• Exercises to complete:
a – According to the text on the marketing engagement, what were the two known gaps in revenue attribution?
b – Please extend the text on the marketing engagement, picking up after its last sentence.
═══ Reading text
Graduated ownership. I transferred responsibility gradually — starting with campaign monitoring, then moving to bid adjustments, then creative testing, then strategic decisions. Each stage was accompanied by hands-on training and review.
Playbook creation. I created operational playbooks covering common scenarios: how to respond to CPA increases, how to launch campaigns for new subjects, how to handle seasonal budget adjustments, how to interpret attribution data.
Why Handover Matters
The build-to-handover model is central to how I work. I don't build systems that require my continued presence to operate. I don't create dependencies on my personal knowledge. I build infrastructure that can be inherited, understood, and operated by competent in-house teams.
This is commercially important for the client: they get a working system and the capability to operate it, not a consultant they can't afford to lose. And it's strategically important for my practice: I work on a project basis, and the cleanest way to end a project is to hand over a machine that runs without me.
The Portfolio-Level View
Looking at the aggregate numbers across the full 3.5-year engagement:
| Metric | Value |
|---|---|
| Total ad spend managed | £2.9M+ (£2.7M student + ~£200K tutor) |
| Total attributed revenue | £8.5M+ (tracked floor — phone leads untracked, one brand had incomplete revenue tracking) |
| Total MQLs generated | 82K+ (student side) |
| Total SQLs generated | ~14K |
| MQL volume growth | +140% (11K → 27K annually) |
| MQL CPA reduction | −37% (£40 → £25) |
| Peak brand ROAS | 3.11× (Brand B, 2024) |
| Portfolio ROAS | ~2.9× aggregate |
| Engagement duration | 3.5 years (Jul 2022 – Feb 2026) |
The £8.5M Floor
I describe the £8.5M attributed revenue figure as a "tracked floor" rather than a total because there are two known gaps in the attribution:
Phone leads. A percentage of students enquired by phone rather than through tracked digital forms. These leads entered the pipeline but without campaign attribution, meaning the revenue they generated couldn't be credited to a specific marketing channel.
Incomplete revenue tracking on one brand. One of the three brands had limitations in its revenue tracking infrastructure that meant a portion of downstream revenue wasn't fully attributable.
The true revenue impact of the marketing activity is likely higher than £8.5M, but I report the trackable figure because it's the one I can verify.
══════
═══ Provided information
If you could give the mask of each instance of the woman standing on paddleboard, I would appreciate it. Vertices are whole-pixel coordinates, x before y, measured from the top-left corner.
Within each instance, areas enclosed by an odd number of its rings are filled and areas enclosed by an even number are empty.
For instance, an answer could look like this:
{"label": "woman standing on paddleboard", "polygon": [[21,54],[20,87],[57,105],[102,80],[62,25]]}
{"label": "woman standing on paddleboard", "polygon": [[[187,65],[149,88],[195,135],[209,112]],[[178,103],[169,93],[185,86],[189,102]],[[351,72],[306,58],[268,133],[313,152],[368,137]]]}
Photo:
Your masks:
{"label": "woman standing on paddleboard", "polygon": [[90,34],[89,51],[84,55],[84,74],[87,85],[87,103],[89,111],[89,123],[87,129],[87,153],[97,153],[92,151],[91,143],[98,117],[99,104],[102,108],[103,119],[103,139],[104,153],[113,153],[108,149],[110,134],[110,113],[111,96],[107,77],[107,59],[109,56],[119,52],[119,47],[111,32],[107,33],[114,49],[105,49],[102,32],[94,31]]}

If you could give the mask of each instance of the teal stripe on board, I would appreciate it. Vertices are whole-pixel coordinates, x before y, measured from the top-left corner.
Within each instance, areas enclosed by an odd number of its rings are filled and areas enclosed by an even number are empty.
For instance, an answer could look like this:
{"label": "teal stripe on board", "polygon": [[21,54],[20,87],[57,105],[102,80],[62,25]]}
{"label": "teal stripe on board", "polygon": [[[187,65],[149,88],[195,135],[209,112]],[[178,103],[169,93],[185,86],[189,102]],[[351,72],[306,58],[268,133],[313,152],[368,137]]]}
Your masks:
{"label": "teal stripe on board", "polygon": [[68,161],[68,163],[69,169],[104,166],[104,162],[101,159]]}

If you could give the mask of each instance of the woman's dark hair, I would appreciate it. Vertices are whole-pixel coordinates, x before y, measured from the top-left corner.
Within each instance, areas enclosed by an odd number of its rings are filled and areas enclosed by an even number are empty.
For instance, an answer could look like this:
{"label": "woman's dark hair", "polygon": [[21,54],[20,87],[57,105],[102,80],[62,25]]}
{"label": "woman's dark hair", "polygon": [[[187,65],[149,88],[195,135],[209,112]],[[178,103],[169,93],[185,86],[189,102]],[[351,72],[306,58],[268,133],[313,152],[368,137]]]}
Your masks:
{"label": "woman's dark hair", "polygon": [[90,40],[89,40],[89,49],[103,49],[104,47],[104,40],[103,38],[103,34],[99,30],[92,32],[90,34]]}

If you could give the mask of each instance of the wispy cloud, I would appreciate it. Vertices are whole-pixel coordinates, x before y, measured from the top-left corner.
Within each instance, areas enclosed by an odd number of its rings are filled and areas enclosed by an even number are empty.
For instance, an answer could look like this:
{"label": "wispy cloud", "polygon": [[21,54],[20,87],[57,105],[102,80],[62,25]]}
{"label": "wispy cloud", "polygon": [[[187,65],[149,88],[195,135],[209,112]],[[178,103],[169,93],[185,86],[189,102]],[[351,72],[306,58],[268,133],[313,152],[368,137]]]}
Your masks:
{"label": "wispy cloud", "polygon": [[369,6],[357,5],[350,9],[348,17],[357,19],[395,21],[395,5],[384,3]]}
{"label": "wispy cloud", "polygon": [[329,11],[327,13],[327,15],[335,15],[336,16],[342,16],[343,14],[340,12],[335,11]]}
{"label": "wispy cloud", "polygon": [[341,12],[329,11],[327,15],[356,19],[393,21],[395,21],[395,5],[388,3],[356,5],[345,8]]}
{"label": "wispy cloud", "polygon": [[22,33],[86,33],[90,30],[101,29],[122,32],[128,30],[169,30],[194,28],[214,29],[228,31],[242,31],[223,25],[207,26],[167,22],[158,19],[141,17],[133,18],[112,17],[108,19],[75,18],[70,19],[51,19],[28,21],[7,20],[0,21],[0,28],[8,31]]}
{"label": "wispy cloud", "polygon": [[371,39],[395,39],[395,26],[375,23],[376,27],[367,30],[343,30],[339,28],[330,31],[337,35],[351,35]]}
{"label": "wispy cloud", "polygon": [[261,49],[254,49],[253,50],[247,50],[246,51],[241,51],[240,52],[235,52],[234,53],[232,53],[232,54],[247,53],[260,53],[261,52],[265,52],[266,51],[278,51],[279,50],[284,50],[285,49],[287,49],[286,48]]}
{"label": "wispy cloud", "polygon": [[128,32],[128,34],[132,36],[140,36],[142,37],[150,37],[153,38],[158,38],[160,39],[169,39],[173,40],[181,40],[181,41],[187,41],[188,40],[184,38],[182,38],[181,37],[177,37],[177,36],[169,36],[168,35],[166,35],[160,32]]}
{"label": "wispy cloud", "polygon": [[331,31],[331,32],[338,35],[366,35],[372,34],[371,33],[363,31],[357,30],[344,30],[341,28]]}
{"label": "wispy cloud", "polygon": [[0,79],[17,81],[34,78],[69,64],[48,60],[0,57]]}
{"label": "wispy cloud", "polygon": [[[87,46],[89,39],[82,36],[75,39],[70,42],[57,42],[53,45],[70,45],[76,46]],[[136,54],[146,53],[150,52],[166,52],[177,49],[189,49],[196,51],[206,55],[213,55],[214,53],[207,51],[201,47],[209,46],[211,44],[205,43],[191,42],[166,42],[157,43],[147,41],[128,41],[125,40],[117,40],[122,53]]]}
══════
• Task answers:
a – Phone leads that came in without campaign attribution, and incomplete revenue tracking on one of the three brands.

b –
What This Engagement Teaches
Attribution Is the Foundation
If I could distil this engagement to a single lesson, it would be: build attribution before you build anything else. The value of every other marketing activity — campaign strategy, creative testing, CRO, audience development — is dramatically increased when you can measure its actual revenue impact, not just its lead volume impact.
Dual Pipelines Require Dual Infrastructure
Two-sided marketplaces can't run both sides of their pipeline through a single CRM workflow with a single set of lifecycle stages. Supply and demand have different qualification criteria, different channel strategies, different cost structures, and different value calculations. They need separate infrastructure with unified reporting.
Build for Handover
If you're bringing in an external operator — whether a contractor, fractional hire, or agency — the most valuable thing they can do is build infrastructure that outlasts them. The engagement that ends with "we can't function without you" is a failure. The engagement that ends with "we have a working system, trained operators, and documentation" is a success.
Disruption Requires Adaptable Infrastructure
The AI disruption that hit the EdTech market during this engagement could not have been predicted when I started. The attribution and campaign infrastructure I'd built was flexible enough to accommodate a fundamental repositioning of the value proposition without requiring a structural rebuild. This is the argument for building infrastructure properly from the start rather than hacking together quick solutions — properly built systems can adapt to strategic pivots; hacked-together systems break.